**引用文:**
══════════════════════════════

顧客目線の航路づくり 新しい50年に向け

2016年09月20日

川崎近海汽船 石井繁礼 社長

 川崎近海汽船(本社・東京)は10月、静岡県清水市と大分市を20時間で結ぶ航路を開設する。人口減少やドライバー不足で内航海運に対するニーズが変わりゆく中、石井繁礼社長は「新しい輸送モードを提供したい」と決意を見せる。設立50年を迎えた川崎近海が進める新しい物流網の整備と今後の戦略について聞いた。

 ――4~6月期は減収減益。
 石井 航路開設に向けた投資と船腹整備など先を見据えた施策を進めている。今年は新造船の建設をはじめ40億円の投資を計画。収支的には厳しいものと覚悟している。会社設立50周年に当たり、次につながる年にしたい。
 ――10月3日、清水―大分航路を開設する。
 石井 10年前の平成18年に北九州航路を開設して以来。投入船も「北王丸」に決まり、社内の緊張も高まっている。利便性が認識されるまで1~2年はかかる。辛抱強く航路を経営していく。

══════════════════════════════

**課題用の行:**

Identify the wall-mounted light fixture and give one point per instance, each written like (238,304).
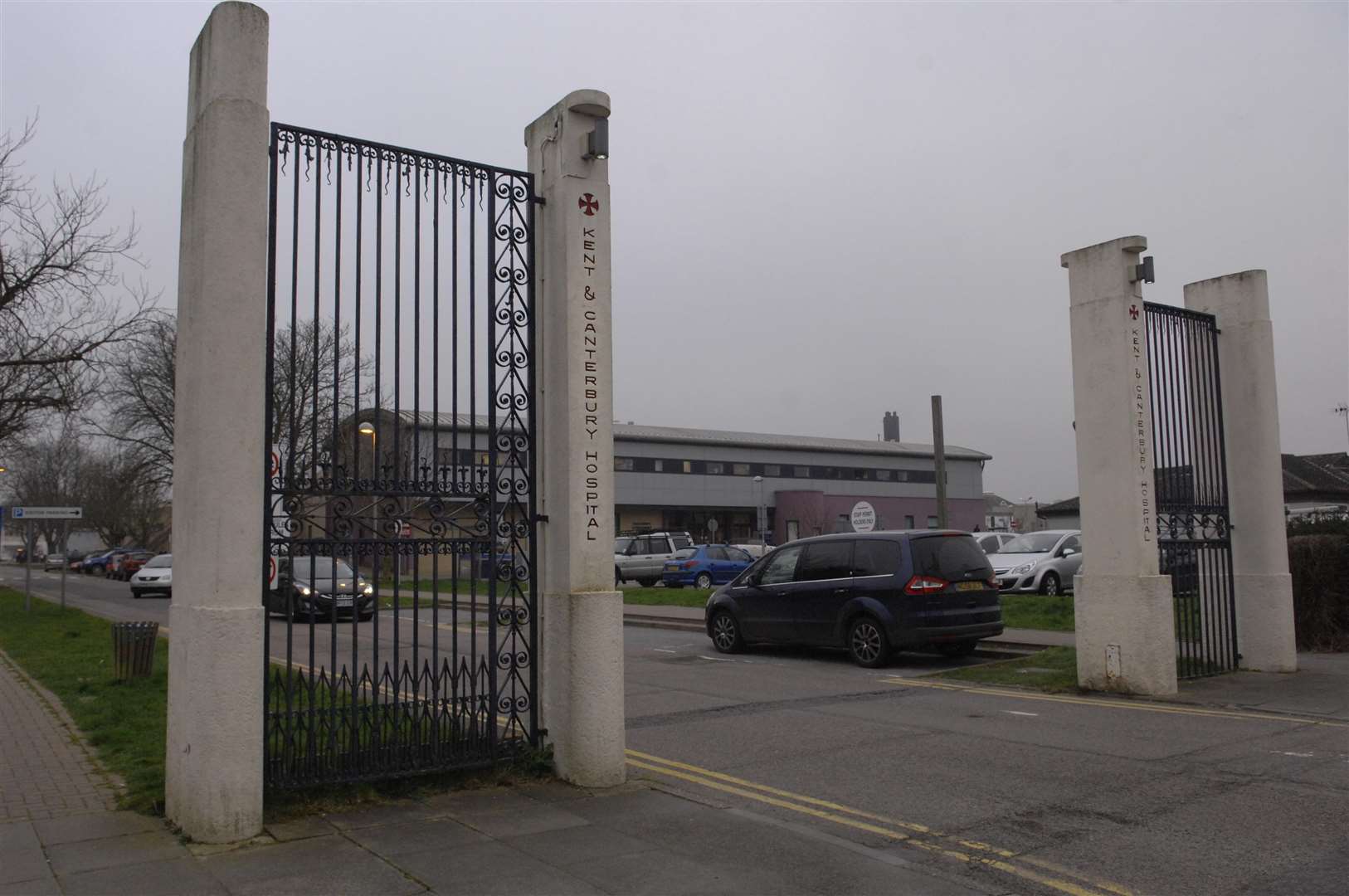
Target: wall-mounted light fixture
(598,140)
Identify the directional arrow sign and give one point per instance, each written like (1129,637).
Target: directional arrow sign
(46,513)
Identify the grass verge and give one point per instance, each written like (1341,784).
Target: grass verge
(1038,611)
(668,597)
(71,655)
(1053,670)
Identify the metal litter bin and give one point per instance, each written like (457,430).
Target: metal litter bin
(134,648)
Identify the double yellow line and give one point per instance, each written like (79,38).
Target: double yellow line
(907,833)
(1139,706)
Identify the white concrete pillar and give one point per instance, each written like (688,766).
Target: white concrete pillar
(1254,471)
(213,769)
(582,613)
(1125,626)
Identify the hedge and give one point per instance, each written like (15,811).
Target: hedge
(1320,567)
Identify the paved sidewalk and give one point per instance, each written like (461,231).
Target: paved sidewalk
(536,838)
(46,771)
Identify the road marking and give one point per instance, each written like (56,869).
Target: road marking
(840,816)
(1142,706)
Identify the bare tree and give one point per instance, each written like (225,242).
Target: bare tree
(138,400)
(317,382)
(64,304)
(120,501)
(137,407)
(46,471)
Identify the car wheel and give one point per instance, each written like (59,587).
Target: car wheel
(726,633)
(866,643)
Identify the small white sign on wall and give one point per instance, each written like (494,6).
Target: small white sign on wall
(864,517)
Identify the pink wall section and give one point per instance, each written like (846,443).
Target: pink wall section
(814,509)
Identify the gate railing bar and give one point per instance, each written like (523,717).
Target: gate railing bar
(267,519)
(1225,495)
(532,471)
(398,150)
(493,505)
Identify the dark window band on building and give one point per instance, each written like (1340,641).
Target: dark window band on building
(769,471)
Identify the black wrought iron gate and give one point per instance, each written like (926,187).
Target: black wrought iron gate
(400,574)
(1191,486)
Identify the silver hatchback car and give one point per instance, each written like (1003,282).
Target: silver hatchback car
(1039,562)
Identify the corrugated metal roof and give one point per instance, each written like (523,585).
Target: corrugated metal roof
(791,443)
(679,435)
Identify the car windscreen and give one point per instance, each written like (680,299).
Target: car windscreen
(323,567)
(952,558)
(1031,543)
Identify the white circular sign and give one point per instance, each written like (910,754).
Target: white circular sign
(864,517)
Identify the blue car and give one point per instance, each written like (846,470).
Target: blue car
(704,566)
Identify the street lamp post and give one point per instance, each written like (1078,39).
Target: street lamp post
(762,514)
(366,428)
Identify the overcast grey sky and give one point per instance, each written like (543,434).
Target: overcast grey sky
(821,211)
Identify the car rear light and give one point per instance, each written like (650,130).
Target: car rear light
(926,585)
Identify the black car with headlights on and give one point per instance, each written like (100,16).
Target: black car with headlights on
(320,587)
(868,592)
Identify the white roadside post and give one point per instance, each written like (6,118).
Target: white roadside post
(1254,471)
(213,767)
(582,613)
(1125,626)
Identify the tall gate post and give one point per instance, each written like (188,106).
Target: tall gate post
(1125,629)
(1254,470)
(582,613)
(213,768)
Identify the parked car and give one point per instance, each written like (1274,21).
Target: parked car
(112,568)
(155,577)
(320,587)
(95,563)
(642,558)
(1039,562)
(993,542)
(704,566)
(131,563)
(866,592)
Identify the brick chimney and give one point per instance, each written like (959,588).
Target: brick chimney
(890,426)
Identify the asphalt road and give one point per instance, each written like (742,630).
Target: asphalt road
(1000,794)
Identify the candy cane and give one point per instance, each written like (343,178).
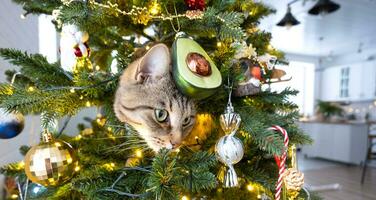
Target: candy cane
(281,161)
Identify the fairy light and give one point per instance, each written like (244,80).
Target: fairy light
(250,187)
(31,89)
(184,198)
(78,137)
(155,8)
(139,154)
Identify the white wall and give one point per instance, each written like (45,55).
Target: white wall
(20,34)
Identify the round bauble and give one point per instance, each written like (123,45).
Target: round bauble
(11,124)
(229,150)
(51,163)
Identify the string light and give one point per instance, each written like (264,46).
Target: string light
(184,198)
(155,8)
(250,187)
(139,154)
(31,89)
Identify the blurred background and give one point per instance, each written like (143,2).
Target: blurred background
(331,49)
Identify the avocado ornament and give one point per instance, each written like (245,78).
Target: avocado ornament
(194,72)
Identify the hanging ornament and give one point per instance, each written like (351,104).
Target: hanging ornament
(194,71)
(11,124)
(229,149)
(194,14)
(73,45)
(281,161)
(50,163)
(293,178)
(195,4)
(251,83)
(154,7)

══════════════════════════════

**課題の条件:**
1. 次の(a)〜(c)がそれぞれ引用文の内容と合うかどうかを、「はい」か「いいえ」で答えよ。各答えには、判断の決め手となる引用文の語句を一字も変えずに添えること。
(a) 新しく開設する清水―大分航路は、両地点を20時間で結ぶ。
(b) 今年の投資計画の額は40億円である。
(c) 新航路の利便性が認識されるまでには半年ほどかかるとしている。
2. 行のうち、「arrow」という語を含むものをすべて特定し、そのまま書き写せ。

**解答例:**
1.
(a) はい。「静岡県清水市と大分市を20時間で結ぶ航路を開設する」
(b) はい。「今年は新造船の建設をはじめ40億円の投資を計画」
(c) いいえ。「利便性が認識されるまで1~2年はかかる」

2.
Identify the directional arrow sign and give one point per instance, each written like (1129,637).
Target: directional arrow sign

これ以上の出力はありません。